| Exercise directions |
Word for word, repeat each of the records below.

(Point localization data)
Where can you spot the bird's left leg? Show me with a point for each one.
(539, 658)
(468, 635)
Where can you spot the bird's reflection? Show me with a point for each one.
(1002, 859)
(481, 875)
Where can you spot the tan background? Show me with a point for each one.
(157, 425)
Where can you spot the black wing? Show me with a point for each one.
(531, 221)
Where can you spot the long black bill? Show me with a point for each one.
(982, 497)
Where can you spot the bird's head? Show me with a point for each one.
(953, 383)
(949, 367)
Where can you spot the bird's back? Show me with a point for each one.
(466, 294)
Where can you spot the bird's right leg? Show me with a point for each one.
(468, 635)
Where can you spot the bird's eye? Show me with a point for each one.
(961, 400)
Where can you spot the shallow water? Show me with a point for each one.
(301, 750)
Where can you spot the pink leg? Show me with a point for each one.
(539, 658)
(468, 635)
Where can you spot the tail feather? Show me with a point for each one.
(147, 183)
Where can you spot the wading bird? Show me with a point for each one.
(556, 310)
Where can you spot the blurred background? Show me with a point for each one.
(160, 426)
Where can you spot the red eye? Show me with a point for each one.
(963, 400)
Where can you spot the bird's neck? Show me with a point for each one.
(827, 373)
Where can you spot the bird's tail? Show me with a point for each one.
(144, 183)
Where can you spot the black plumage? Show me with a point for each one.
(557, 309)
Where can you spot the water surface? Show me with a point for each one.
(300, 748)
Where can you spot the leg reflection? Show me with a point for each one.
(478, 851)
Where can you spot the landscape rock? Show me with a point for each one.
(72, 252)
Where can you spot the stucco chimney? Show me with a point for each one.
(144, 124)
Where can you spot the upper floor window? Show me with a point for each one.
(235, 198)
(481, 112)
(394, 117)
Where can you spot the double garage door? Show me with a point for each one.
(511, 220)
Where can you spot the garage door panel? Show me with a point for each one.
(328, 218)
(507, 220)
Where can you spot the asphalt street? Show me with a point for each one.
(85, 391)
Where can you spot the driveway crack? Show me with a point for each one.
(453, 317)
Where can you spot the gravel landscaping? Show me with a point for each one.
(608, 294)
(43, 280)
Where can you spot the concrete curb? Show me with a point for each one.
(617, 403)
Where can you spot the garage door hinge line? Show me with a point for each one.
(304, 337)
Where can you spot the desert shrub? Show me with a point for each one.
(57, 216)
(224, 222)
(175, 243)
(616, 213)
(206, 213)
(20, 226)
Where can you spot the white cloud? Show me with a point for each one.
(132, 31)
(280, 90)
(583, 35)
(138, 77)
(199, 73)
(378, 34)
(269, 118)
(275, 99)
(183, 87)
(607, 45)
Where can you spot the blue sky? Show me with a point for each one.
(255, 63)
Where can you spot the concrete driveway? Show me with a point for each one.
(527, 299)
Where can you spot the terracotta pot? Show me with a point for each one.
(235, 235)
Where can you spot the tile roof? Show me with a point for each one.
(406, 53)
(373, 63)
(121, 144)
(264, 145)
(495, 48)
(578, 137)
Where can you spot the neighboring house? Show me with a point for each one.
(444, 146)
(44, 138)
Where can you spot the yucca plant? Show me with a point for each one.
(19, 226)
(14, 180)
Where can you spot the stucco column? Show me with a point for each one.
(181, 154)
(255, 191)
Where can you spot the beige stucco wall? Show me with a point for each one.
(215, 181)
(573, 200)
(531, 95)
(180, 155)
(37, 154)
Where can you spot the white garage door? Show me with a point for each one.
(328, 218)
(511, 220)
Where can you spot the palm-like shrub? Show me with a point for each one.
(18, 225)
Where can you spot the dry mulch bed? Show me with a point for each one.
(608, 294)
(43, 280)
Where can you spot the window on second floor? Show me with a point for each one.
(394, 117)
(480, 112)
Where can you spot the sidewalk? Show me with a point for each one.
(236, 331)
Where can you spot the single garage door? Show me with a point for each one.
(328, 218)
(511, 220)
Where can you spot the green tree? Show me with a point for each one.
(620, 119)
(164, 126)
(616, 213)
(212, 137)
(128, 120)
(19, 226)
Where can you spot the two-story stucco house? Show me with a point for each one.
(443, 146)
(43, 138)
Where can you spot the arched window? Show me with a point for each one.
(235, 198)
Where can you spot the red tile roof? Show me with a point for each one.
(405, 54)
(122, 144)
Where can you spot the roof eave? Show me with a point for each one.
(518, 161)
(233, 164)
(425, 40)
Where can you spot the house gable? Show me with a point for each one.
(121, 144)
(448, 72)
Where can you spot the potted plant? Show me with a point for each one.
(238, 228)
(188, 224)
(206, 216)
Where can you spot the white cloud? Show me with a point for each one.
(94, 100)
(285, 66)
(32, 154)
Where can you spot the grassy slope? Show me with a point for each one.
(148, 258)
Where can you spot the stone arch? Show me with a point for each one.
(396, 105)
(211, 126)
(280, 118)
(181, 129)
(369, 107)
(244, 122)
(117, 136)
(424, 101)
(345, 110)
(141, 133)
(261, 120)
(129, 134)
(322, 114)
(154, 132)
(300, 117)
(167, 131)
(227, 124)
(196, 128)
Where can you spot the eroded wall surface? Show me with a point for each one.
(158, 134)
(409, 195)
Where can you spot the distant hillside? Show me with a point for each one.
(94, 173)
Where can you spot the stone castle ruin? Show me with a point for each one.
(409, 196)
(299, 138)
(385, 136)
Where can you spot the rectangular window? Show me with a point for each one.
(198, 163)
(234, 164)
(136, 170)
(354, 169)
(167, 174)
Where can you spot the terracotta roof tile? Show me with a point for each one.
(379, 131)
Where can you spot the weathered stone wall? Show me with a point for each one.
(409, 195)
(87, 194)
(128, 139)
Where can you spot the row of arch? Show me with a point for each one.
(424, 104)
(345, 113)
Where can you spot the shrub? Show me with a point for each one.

| Finished exercise |
Where can you spot the bird's left leg? Show me with a point for each one.
(539, 658)
(468, 635)
Where can you spot the bird's reflection? Show me with a point for each one.
(1002, 859)
(481, 875)
Where can you spot the tan background? Show me with a point for each one.
(157, 425)
Where can you spot the black wing? Show me with a point for each one.
(531, 221)
Where can you spot the long black bill? Show me with a point for each one.
(982, 497)
Where can you spot the bird's head? Show me with a point for each one.
(953, 383)
(949, 367)
Where can you spot the bird's back? Show me with a point for each one.
(466, 294)
Where can you spot the bird's right leg? Show me with a point for each one.
(468, 635)
Where can you spot the bird's eye? Show me with a point for each one.
(961, 400)
Where can you spot the shallow water? Show me with a point for each one.
(301, 750)
Where can you spot the pink leg? Show me with a point for each one.
(539, 658)
(468, 635)
Where can you spot the tail feather? Show me with a point for each one.
(147, 183)
Where can you spot the wading bird? Show me with a point for each one.
(556, 310)
Where can you spot the blurred background? Show me with a point for each one.
(160, 426)
Where can you spot the red eye? Show me with a point for each one.
(963, 400)
Where can you spot the bird's neck? Show me with a point for each one.
(827, 373)
Where can you spot the bird's tail? Show me with a point for each one.
(144, 183)
Where can you spot the black plumage? Show me with a point for each one.
(557, 309)
Where can you spot the water surface? Show me with a point for each one.
(300, 748)
Where can you spot the leg reflection? Show me with a point for each one.
(478, 851)
Where can you spot the landscape rock? Show me with a point for each one.
(72, 252)
Where can you spot the stucco chimney? Show me with a point for each one.
(144, 124)
Where can you spot the upper floor window? Show me with a point for each one.
(235, 198)
(481, 112)
(394, 117)
Where can you spot the double garage door? Show me with a point for each one.
(511, 220)
Where can you spot the garage door panel? Show me with a point for each one.
(328, 218)
(507, 220)
Where can you spot the asphalt street? Show me with a point for each one.
(85, 391)
Where can you spot the driveway crack? Show me with a point for each one.
(453, 317)
Where can you spot the gravel landscaping? Show me with a point for each one.
(608, 294)
(43, 280)
Where can you spot the concrete curb? Show me with a point for each one.
(617, 403)
Where can you spot the garage door hinge line? Show me with a point for each one.
(304, 337)
Where can you spot the desert shrub? Show me with a point for each one.
(57, 216)
(224, 222)
(175, 243)
(616, 213)
(206, 213)
(20, 226)
Where can you spot the white cloud? Show me with a point for each one.
(132, 31)
(280, 90)
(583, 35)
(138, 77)
(199, 73)
(378, 34)
(269, 118)
(275, 99)
(183, 87)
(607, 45)
Where can you spot the blue sky? Show me with a point for each one.
(255, 63)
Where can you spot the concrete driveway? Show me with a point for each one.
(527, 299)
Where can you spot the terracotta pot? Show me with a point for each one.
(235, 235)
Where can you spot the tile roof? Show me with a point for each one.
(406, 53)
(373, 63)
(121, 144)
(264, 145)
(495, 48)
(578, 137)
Where can you spot the neighboring house? Show me with a point for each one.
(444, 146)
(44, 138)
Where can you spot the yucca plant? Show me with a point for each one.
(19, 226)
(14, 180)
Where can you spot the stucco column? Show me with a point for each one.
(181, 154)
(255, 191)
Where can you spot the beige stucco wall? Show me with a point for each one.
(215, 181)
(573, 200)
(531, 95)
(180, 155)
(37, 154)
Where can you spot the white garage door? Show me with a point for each one.
(328, 218)
(511, 220)
Where can you spot the palm-like shrub? Show me with a point for each one.
(18, 225)
Where can you spot the dry mulch bed? Show me with a point for each one.
(608, 294)
(43, 280)
Where can you spot the window on second floor? Show me with a point for each one.
(394, 117)
(480, 112)
Where can you spot the sidewalk? Show me with a point for each one.
(236, 331)
Where can you spot the single garage door? Show me with a point for each one.
(328, 218)
(511, 220)
Where can you spot the green tree? Show me with a point for each one.
(620, 119)
(164, 126)
(616, 213)
(212, 137)
(128, 120)
(19, 226)
Where can you spot the two-story stucco house? Show me with a point for each one.
(443, 146)
(43, 138)
Where can you spot the arched window? Show me with a point for each one.
(235, 198)
Where can you spot the red tile roof? Show me with a point for each one.
(405, 54)
(122, 144)
Where can you spot the roof eave? Show me with a point for each one.
(518, 161)
(233, 164)
(425, 40)
Where can you spot the house gable? Show me with a point for each one.
(121, 144)
(448, 72)
Where can you spot the potted plant? Show me with a point for each one.
(238, 228)
(188, 224)
(206, 216)
Where can you spot the white cloud? Show me with a point for each one.
(94, 100)
(285, 66)
(32, 154)
Where can you spot the grassy slope? Show me with a point for each one.
(148, 258)
Where can you spot the stone arch? Show me with a point for each one.
(396, 105)
(211, 126)
(280, 118)
(181, 129)
(369, 107)
(244, 122)
(117, 136)
(424, 101)
(345, 110)
(141, 133)
(261, 120)
(129, 134)
(322, 114)
(154, 132)
(300, 117)
(167, 131)
(227, 124)
(196, 128)
Where can you spot the eroded wall surface? Show me with a point for each one.
(158, 134)
(409, 195)
Where can you spot the distant hillside? Show me with a point for each one.
(94, 173)
Where can you spot the stone castle ruin? Show me with a point for each one.
(409, 196)
(299, 138)
(385, 136)
Where can you spot the rectangular window? Show me with a point for each one.
(198, 163)
(234, 164)
(136, 170)
(354, 169)
(167, 174)
Where can you spot the terracotta roof tile? Show me with a point for each one.
(379, 131)
Where can you spot the weathered stone wall? Show me with a point for each one.
(409, 195)
(87, 194)
(128, 139)
Where can you spot the row of arch? Show me with a point for each one.
(424, 104)
(345, 113)
Where can you spot the shrub? Show me with a point for each one.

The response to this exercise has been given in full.